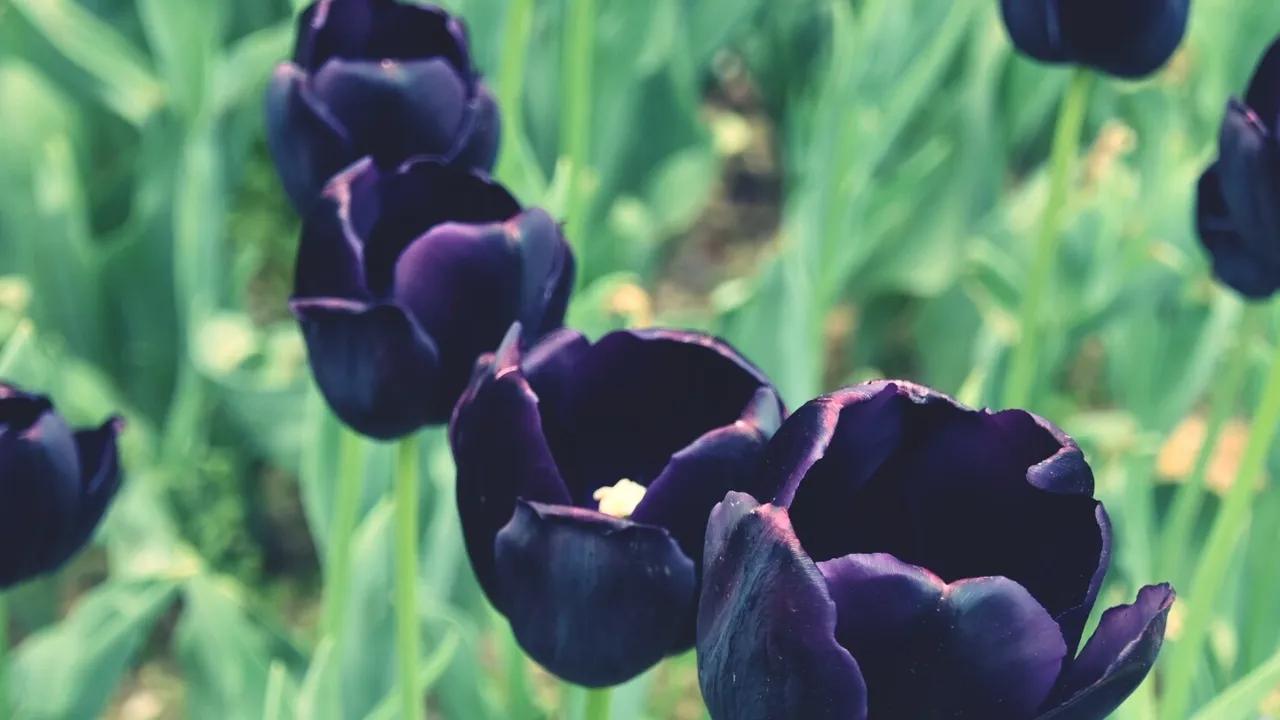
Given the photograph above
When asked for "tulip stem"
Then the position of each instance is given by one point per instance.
(598, 703)
(1066, 144)
(406, 575)
(1229, 524)
(576, 124)
(346, 514)
(1191, 496)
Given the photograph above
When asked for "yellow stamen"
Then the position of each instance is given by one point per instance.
(620, 500)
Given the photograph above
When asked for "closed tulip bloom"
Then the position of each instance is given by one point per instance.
(55, 484)
(1127, 39)
(918, 559)
(406, 277)
(585, 477)
(376, 78)
(1238, 212)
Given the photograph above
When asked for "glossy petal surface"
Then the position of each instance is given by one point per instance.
(54, 484)
(396, 109)
(978, 648)
(638, 397)
(307, 144)
(1128, 39)
(1115, 660)
(376, 370)
(501, 456)
(767, 627)
(896, 468)
(593, 598)
(368, 30)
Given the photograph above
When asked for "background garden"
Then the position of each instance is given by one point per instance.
(842, 188)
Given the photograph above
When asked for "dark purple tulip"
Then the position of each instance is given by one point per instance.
(1128, 39)
(376, 78)
(918, 559)
(55, 484)
(406, 277)
(1238, 212)
(585, 478)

Challenge:
Print all of the data above again word for word, leaving out the pictures.

Exercise response:
Given the photograph above
When asked for "tulip stem"
Then the position of each instance is given by one point per instance.
(598, 703)
(1066, 144)
(406, 575)
(1229, 524)
(576, 124)
(346, 514)
(1191, 496)
Given the photograph above
When asked for "yellow stamen"
Then the position of each instance is given by one point per instance.
(620, 500)
Given the photograph above
When asked for "closed tulip bloom"
Then the position of each instance is given by one point per instance.
(55, 484)
(1127, 39)
(918, 559)
(406, 277)
(585, 477)
(376, 78)
(1238, 212)
Given the photograph above
When asked for "glossy petal surface"
Then the position of each instance is given by one point per instance.
(54, 484)
(396, 109)
(978, 648)
(638, 397)
(307, 144)
(1128, 39)
(1115, 660)
(376, 370)
(501, 456)
(767, 627)
(896, 468)
(593, 598)
(368, 30)
Given the photograph above
When asked for "background garden"
Then the position of each instance is given by one point per instance.
(842, 188)
Given the photograph above
When asked for "dark purple tulip"
Then the position of each instance is given by one point per instance.
(1128, 39)
(376, 78)
(918, 559)
(55, 484)
(406, 277)
(1238, 212)
(585, 478)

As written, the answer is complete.